Illustration Matters: Grace for President
and Ruby for White House Gardener

h1 February 27th, 2008 by jules

So, I just made up that title for a new series of sorts, which I also just made up: Illu-
stration Matters
(as in, concerning illustration and as in illustration is ever-so important — ah, okay, you get it and I’ll shut up now). This is when I’ll share some illustration(s) from a new picture book I love (with permission from the illustrator and/or publisher, of course) instead of waiting ’til a Sunday feature (or perhaps because our Sunday features are already filled up for a while, but there are too many interesting illustrators whose work I want to show you). Think my Charlotte Voake post from last week. Yeah, that.

This week it’s LeUyen Pham and Valorie Fisher, who have some kickin’ new picture books out.

Anyone else remember when LeUyen stopped by in October and shared a whole slew of illustrations with us? Well, one of the illustrations she shared is from her brand-new picture book, written by Kelly DiPucchio, entitled Grace for President (Hyperion), so here’s that illustration again — since the book was released just yesterday, I believe, and since I’m lucky enough to have an ARC. This also happens to be the spread which Publishers Weekly praises specifically in their review of the book: “. . . {t}he don’t-miss-it picture is at the beginning, of kids looking at a poster containing the presidents’ portraits, all of them rendered to an almost photographic likeness by Pham.”

This title, which Publishers Weekly also called a “well-timed lesson on the electoral system,” is more than just well-timed. With the female African American candidate for school president that is our protagonist, Grace, it’s almost eerie (in a good way), what with Obama and Hillary going at it for their own chance at our country’s presidency. In our October feature, LeUyen told us, “when deciding on how Grace should look, I thought an African American girl sounded ideal, and gave her as much spunk as I could. This, of course, was before Barack Obama and Hilary Clinton decided to run for president — how timely that my candidate is both female and African American!”

This is the tale of what happens one Monday morning in September when Grace’s teacher, Mrs. Barrington, “rolled out a big poster with all of the presidents’ pictures on it. Grace Campbell could not believe her eyes.” And she exclaims, as you see up there in the spread, “Where are the GIRLS?” Though her teacher tells her it’s an excellent question, Grace heads to her desk to stew over the fact that there’s never been a female president. After her teacher is inspired to hold a mock election, Grace announces her bid for the presidency, thinking it’ll be a cinch since no one else decides to run. The next day, however, Mrs. Barrington announces another candidate, the most popular boy in school, Thomas Cobb, having invited him to run, all “in the name of democracy.” Teachers explain the electoral system, and both candidates campaign (“Vote for Thomas Cobb: The best man for the job!” and “Make history! Vote Grace Campbell for president!”), Thomas resting on his haunches, since he “had cleverly calculated that the BOYS held slightly more electoral votes than the GIRLS.” I won’t give away the satisfying ending, but suffice it to say this is a book with some serious spunk, y’all. It’s not just a lesson on the confusing electoral system (which is a good thing to have all wrapped up in an entertaining story, and — bonus! — an Author’s Note about the Electoral College is included), but with the not too heavy-handed message of gender restrictions — rather, the need to eradicate them — at its core, it’s a winning story in more ways than one.

Direction. Copy out, word for word, the part of the picture book post that opens with the words containing "So, I just made" and closes with "picture books out.". The listing that comes after this text is not needed.

Available data.
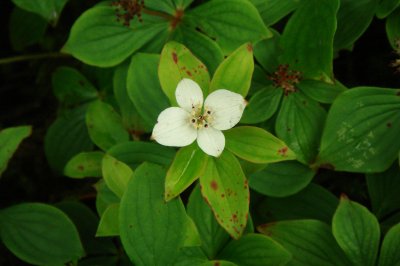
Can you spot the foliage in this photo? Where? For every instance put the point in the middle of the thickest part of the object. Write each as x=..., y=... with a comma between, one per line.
x=271, y=196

Solution to this task.
So, I just made up that title for a new series of sorts, which I also just made up: Illu-
stration Matters
(as in, concerning illustration and as in illustration is ever-so important — ah, okay, you get it and I’ll shut up now). This is when I’ll share some illustration(s) from a new picture book I love (with permission from the illustrator and/or publisher, of course) instead of waiting ’til a Sunday feature (or perhaps because our Sunday features are already filled up for a while, but there are too many interesting illustrators whose work I want to show you). Think my Charlotte Voake post from last week. Yeah, that.

This week it’s LeUyen Pham and Valorie Fisher, who have some kickin’ new picture books out.